To do:
The response should consist of the data reproduced word for word.

*** Opening of Task inputs ***

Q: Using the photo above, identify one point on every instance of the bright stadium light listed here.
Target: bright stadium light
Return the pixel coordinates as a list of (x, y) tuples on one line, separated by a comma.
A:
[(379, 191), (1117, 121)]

*** Close of Task inputs ***

Exercise response:
Q: Using the photo above, identify one point on every instance of the bright stadium light listed here.
Target: bright stadium light
Return the pixel coordinates as a list of (x, y) tuples on one line, separated by a comma.
A:
[(379, 191), (1117, 121)]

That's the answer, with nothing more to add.